[Assignment] Find the lines in the records that carry the word "instance". Copy each one.

[Saved data entries]
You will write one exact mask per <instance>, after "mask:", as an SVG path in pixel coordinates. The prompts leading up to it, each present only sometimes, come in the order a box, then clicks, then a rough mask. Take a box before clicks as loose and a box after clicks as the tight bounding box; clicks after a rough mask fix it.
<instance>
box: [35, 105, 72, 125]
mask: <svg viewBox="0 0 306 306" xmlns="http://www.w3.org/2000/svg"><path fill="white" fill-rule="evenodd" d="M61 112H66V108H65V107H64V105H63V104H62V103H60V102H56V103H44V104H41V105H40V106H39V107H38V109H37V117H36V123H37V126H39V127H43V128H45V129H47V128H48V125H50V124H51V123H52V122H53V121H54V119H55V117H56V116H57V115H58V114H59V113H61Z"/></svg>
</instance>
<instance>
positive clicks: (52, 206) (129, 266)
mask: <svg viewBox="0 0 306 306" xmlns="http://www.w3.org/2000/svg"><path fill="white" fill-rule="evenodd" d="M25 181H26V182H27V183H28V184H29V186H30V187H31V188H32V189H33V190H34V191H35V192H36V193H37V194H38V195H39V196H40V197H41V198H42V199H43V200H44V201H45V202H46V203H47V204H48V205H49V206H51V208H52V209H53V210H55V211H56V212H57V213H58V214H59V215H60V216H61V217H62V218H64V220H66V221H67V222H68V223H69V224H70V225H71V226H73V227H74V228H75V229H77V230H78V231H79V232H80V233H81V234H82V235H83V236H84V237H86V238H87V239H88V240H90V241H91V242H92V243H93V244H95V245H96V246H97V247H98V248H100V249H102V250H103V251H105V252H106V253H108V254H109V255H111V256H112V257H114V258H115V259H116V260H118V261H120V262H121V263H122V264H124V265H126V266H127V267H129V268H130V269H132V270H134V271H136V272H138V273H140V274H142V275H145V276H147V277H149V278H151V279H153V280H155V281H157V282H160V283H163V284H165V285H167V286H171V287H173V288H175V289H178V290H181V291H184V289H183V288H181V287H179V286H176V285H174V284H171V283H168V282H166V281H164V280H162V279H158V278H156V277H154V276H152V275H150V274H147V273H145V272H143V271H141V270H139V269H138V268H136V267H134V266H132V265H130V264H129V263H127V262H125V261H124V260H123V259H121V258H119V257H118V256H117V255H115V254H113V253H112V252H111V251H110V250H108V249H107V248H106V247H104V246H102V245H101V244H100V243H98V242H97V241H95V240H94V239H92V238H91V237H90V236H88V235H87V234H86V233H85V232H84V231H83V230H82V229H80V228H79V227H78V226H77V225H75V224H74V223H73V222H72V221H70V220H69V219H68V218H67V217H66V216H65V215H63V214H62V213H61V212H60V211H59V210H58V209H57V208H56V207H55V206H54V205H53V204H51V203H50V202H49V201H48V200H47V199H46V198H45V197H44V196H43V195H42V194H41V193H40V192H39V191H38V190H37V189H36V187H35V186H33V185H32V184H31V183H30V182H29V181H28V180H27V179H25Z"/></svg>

[The completed task]
You will write one exact mask per <instance>, after "mask:", as an SVG path in pixel coordinates. The prompts leading up to it, each present only sometimes, come in the order a box, then clicks, then a rough mask. Take a box before clicks as loose and a box after clicks as the tight bounding box; clicks after a rough mask fix it.
<instance>
</instance>
<instance>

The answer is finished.